(Beginning of Document section)

This likely is the last time Carole Lombard and William Powell were photographed together, in January 1940 at the new Sunset Strip nightspot Ciro's. Lombard had married Clark Gable the year before, while Powell -- her first husband -- had just married actress Diana Lewis on Jan. 6.

Nevertheless, Bill and Carole had remained close friends following their 1933 divorce, and it paid off for both. Three years later, Powell endorsed Lombard as his leading lady for the screwball gem "My Man Godfrey," and both received Academy Award nominations. In 1937 and '38, Bill, already down after the death of his lover Jean Harlow, took ill with rectal cancer and Carole was among the friends who guided the actor back to health, through things like having him reprise his "Godfrey" role in a May 1938 "Lux Radio Theater" adaptation.



Soon after their marriage, the Powells purchased this home at 383 West Vereda Norte in Palm Springs, a house that had been built in the mid-1930s:



Initially designed as a summer retreat, the couple soon moved there full-time (Lewis retired from acting in 1943 and Powell, entering his fifties, cut back on his film work), and Powell would call it home until his death in March 1984. Here's the couple at home in the 1940s:



Did Lombard visit her ex's new digs in 1940 or '41? The chances are good, especially if she and Gable, who also liked Powell, made it a joint visit. But I myself have no substantive proof.

(End of Document section)

> [Brief 1]: Can you reproduce word for word the part of the Carole Lombard and William Powell passage that opens with "This likely is" and closes with "Lewis on Jan. 6."?
> [Brief 2]: What would come next in the Carole Lombard and William Powell passage? Write a continuation that picks up after its final sentence.

(Beginning of Given entries)

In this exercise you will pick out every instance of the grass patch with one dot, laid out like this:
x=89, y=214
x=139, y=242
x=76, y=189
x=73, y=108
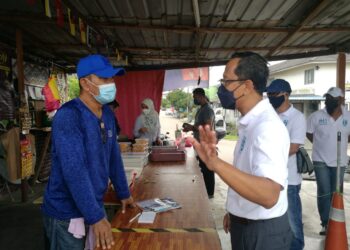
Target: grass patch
x=231, y=137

(End of Given entries)

> [Answer section 1]:
This likely is the last time Carole Lombard and William Powell were photographed together, in January 1940 at the new Sunset Strip nightspot Ciro's. Lombard had married Clark Gable the year before, while Powell -- her first husband -- had just married actress Diana Lewis on Jan. 6.

> [Answer section 2]:
However, many years later, Gable dropped by Powell's home, as this pic makes evident:



This photo is said to be from 1958 or 1959, roughly the 25th anniversary of the Lombard husbands' lone film together, "Manhattan Melodrama." (It also was Bill's initial collaboration with famed partner Myrna Loy.) Gable's seated with fifth wife Kay Williams, while Lewis is above and between them, next to Powell. At right is longtime producer-director Mervyn LeRoy, who directed Lombard in "Fools For Scandal."

I'm certain Carole came up among the stories told by the three men...and I like to think that somewhere, Lombard smiled at seeing both of her husbands in the same room.